* **Required tasks**:
- a) From the passage about reading Lilith's Brood, return the part that opens with the words containing "However, I didn’t" and closes with "why I like it.".
- b) In the passage about reading Lilith's Brood, which writers are named as having a style that keeps the writer reading even when the plot is predictable?
___ Supplied passage ___
However, I didn’t read every word of Lilith’s Brood. I dove in and out. In trying to decide why I needed to do that, I discovered fourl things about what I like and why I like it.

One: I have read so many sci-fi-fantasy novels, as well as novels in many other styles, that I can see events unfold before they do. In the case of Lilith, I couldn’t bear to watch.

Two: I read, and watch TV shows, only for pleasure. Or to see how the author manages a problem I’m trying to solve in my own writing. The same goes for fantasy novels.( I read, and see, theatrical plays, no matter how difficult the subject, the way other people read challenging novels.)

Three: I worry that reading Facebook has destroyed my attention span.

Four: Most interesting, to me: In a 1995 review of Lilith’s Brood, Burton Raffel calls Butler’s style “crystalline, at its best, sensuous, sensitive, exact not in the least directed at calling attention to itself.” That tells me another thing about how I read. I do look for an interesting writing style. Robin McKinley, Sarah Addison Allen, and Lee Child all have a writing style that keeps me reading even when I see where the plot is going, or lose interest in where the plot is going.

Now I need to figure out how to do that in my own writing. Meanwhlie, I need to read Kindred.
___ Material shown ___
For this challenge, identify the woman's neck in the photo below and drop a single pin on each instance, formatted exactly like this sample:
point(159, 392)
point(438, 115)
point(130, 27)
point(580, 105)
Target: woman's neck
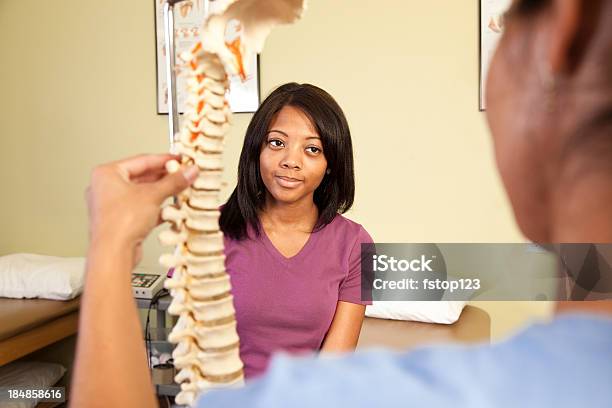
point(584, 215)
point(301, 215)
___
* **Solutions to the tasks**:
- a)
However, I didn’t read every word of Lilith’s Brood. I dove in and out. In trying to decide why I needed to do that, I discovered fourl things about what I like and why I like it.

- b) Robin McKinley, Sarah Addison Allen, and Lee Child.